:: Work to complete ::
Count the lines in the listing below that contain the string "image" with matching case, and reply with the number alone.

:: Record set ::
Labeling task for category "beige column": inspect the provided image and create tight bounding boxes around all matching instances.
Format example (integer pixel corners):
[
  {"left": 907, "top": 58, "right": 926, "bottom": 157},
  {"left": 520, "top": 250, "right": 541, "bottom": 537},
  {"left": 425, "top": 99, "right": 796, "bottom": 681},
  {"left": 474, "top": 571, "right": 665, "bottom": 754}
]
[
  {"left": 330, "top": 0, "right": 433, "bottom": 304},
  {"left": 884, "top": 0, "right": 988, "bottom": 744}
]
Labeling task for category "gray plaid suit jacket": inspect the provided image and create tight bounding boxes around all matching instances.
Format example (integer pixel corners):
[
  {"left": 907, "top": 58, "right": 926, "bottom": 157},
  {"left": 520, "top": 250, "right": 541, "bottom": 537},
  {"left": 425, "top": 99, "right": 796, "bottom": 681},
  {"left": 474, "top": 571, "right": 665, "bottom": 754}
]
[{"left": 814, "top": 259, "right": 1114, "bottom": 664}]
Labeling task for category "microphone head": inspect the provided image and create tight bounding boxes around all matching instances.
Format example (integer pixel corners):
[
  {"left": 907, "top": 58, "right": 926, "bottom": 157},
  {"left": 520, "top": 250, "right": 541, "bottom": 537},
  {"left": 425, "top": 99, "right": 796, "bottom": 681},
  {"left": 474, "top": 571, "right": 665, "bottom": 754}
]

:: Correct result ::
3